++++ EXTRAIT ++++

Men Duri Arquint: une architecture emblématique des Grisons
Alliant une conception de l’espace pertinente et une utilisation précise et spécifique des matériaux anciens, les réalisations de Men Duri Arquint s’inscrivent résolument dans l’environnement architectural des Grisons.
Men Duri Arquint vit dans le centre de Coire, dans une maison atelier construite en 1981 par l’architecte grison Andres Liesch (1927-1990). Depuis 2010, il dirige un bureau d’architectes implanté à Coire et à Ardez, dans le canton des Grisons. Il est chargé de cours de projet architectural à la Haute école de Lucerne depuis 2015. Ses liens avec le Tessin datent de ses études à l’Accademia di architettura di Mendrisio, où il a obtenu son diplôme en 2004 sous la direction de Kenneth Frampton et Roberto Collovà, puis a enseigné en qualité d’assistant de projet dans les ateliers supervisés par Quintus Miller et Aurelio Galfetti. De 2004 à 2010, il est copropriétaire du bureau d’architectes Arquint & Hitz situé à Chiasso.

++++ BLOC DE DONNÉES ++++

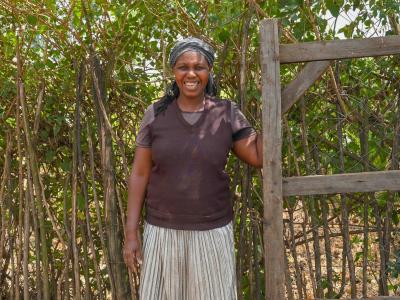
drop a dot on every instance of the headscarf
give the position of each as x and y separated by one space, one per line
192 44
182 46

++++

_OBJECTIF:_
Recopiez mot pour mot le passage de l’extrait consacré à Men Duri Arquint, en commençant par « Men Duri Arquint: une » et en poursuivant jusqu’à « architectural des Grisons. ».

_RÉSULTAT ATTENDU:_
Men Duri Arquint: une architecture emblématique des Grisons
Alliant une conception de l’espace pertinente et une utilisation précise et spécifique des matériaux anciens, les réalisations de Men Duri Arquint s’inscrivent résolument dans l’environnement architectural des Grisons.